WHAT YOU HAVE TO DO: All entries must be repeated exactly; do not include the pictures.

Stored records
• • • • • • •

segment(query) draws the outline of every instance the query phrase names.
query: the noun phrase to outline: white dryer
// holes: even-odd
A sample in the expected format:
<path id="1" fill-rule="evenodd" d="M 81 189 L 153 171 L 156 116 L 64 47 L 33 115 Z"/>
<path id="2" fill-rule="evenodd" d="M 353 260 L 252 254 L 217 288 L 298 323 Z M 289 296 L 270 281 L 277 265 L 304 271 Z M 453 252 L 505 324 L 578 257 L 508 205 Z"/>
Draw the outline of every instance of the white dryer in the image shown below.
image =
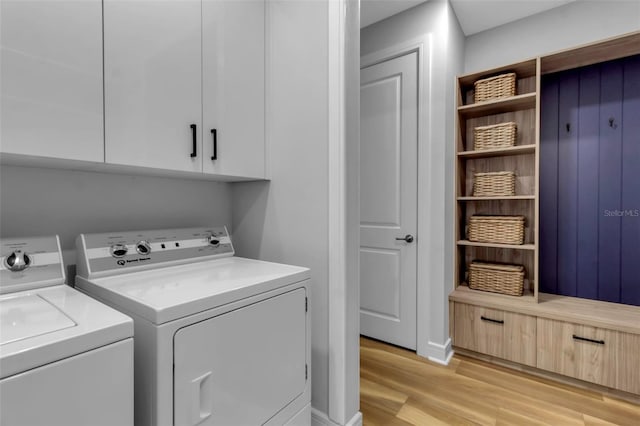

• • • • • • •

WRITTEN RESPONSE:
segment(query) draws the outline of every instance the query phrase names.
query: the noun phrase to outline: white dryer
// holes: even-odd
A sample in the expected format:
<path id="1" fill-rule="evenodd" d="M 81 189 L 153 171 L 156 116 L 64 47 L 33 115 Z"/>
<path id="2" fill-rule="evenodd" d="M 353 260 L 252 254 L 217 288 L 298 323 Z M 289 296 L 270 281 L 277 265 L 304 271 Z M 453 252 L 505 324 L 578 257 L 508 205 Z"/>
Draw the outline of every instance of the white dryer in the image shown below.
image =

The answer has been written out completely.